Requirement A: Copy the passage on the 1891-92 famine word for word, from "The government’s mishandling" up to and including "famine, Figes writes.".
Requirement B: List every book or newspaper title named in the passage on the 1891-92 famine.

Page excerpt:
········
Lessons for today from the famine that helped bring down the Tsar
Religion Versus Famine

As regular readers know, I’ve been studying the Russian Revolution as part of writing my forthcoming book Live Not By Lies. I had been struck by something I had never known about the revolution’s roots, until my reading last year: that a terrible famine in 1891-92 was a landmark in discrediting the Tsarist regime, and paving the way for revolutionary upheaval.

This bears pondering as the United States is at the early stages of what will almost certainly be a public health and economic crisis like none in our nation’s living memory.

In his terrific book A People’s Tragedy: The Russian Revolution 1891-1924, historian Orlando Figes explains why the great famine shook the imperial Russian system to its foundations. The state bureaucracy “was far too slow and clumsy, and the transport system proved unable to cope. Politically, its handling of the crisis was disastrous, giving rise to the general impression of official carelessness and callousness.”

The government’s mishandling of the crisis was manifest in many ways, but by far the error that most outraged the public was its export ban on grain, to make sure there was enough to feed the starving millions of peasants. It wasn’t the ban itself that was the problem, but the fact that the government telegraphed it a month in advance, which gave cereal merchants the opportunity to fulfill all their foreign contracts — leaving little for the hungry peasants. The tsar’s minister of finance opposed the ban entirely. Fair or not, the public came to see this policy as the main cause of the famine, Figes writes.

This was not unjustified. The government began by refusing to admit the famine’s existence. Figes:

The reactionary daily Moscow News had even warned that it would be an act of disloyalty [to use the word “famine”] since if would give rise to a “dangerous hubbub” from which only the revolutionaries could gain. Newspapers were forbidden to print reports on the “famine,” although many did in all but name. This was enough to convince the liberal public, shocked and concerned by the rumours of the crisis, that there was a government conspiracy to conceal the truth.
········
Input data:

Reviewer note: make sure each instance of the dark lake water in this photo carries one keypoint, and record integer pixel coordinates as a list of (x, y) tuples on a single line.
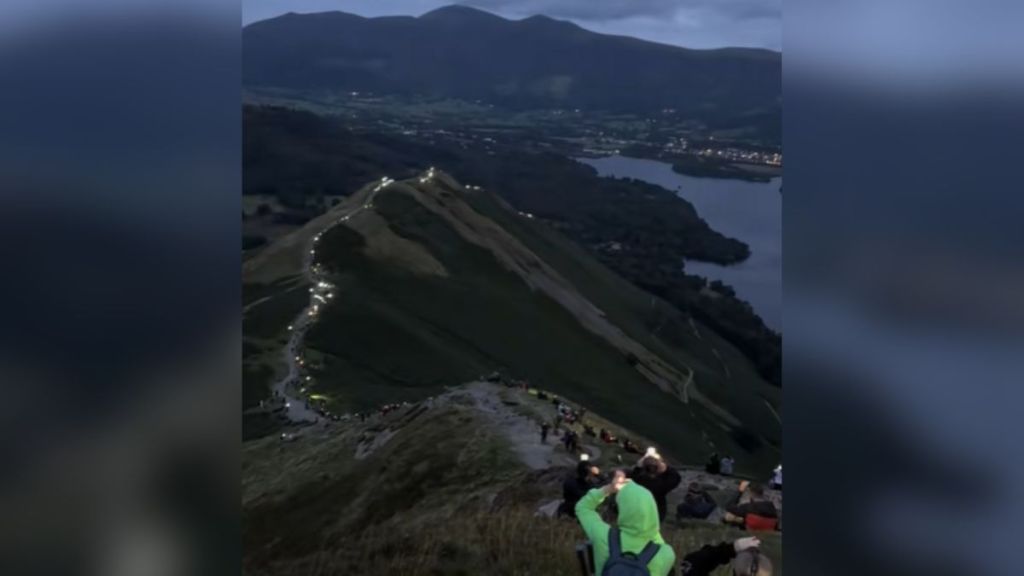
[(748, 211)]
········
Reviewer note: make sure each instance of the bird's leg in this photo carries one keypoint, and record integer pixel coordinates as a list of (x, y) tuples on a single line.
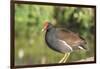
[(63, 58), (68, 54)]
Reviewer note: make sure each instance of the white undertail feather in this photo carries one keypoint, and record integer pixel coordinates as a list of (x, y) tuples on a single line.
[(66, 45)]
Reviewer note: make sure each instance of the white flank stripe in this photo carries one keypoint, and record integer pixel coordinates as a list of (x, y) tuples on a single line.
········
Problem solution A:
The government’s mishandling of the crisis was manifest in many ways, but by far the error that most outraged the public was its export ban on grain, to make sure there was enough to feed the starving millions of peasants. It wasn’t the ban itself that was the problem, but the fact that the government telegraphed it a month in advance, which gave cereal merchants the opportunity to fulfill all their foreign contracts — leaving little for the hungry peasants. The tsar’s minister of finance opposed the ban entirely. Fair or not, the public came to see this policy as the main cause of the famine, Figes writes.

Problem solution B:
- Live Not By Lies
- A People's Tragedy: The Russian Revolution 1891-1924
- Moscow News